### EXERCISE DETAILS
Count the lines in the material below that contain the string "center". Reply with that number alone.
------------------------
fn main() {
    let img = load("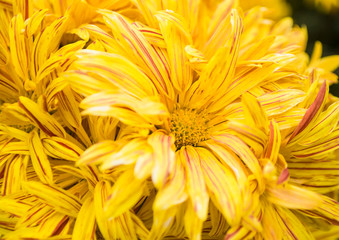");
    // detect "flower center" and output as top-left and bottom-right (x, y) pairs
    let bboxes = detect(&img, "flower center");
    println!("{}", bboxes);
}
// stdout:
(170, 108), (208, 149)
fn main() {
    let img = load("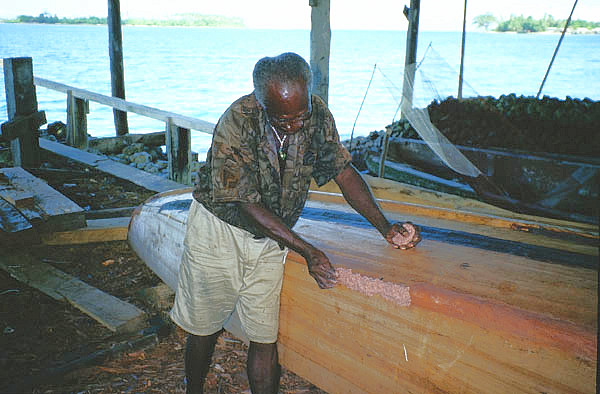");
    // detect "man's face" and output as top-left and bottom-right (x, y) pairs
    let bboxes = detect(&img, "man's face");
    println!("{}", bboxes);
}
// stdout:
(265, 80), (312, 134)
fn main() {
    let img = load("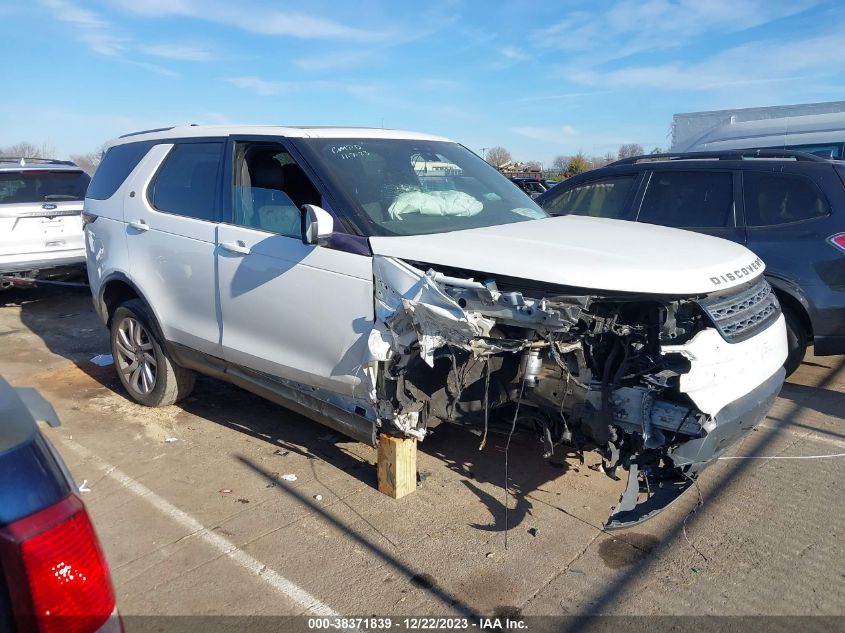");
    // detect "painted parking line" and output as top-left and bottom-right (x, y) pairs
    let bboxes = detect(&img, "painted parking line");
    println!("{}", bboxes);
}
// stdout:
(62, 438), (339, 617)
------------------------
### OUTPUT FOR THIS EXERCISE
2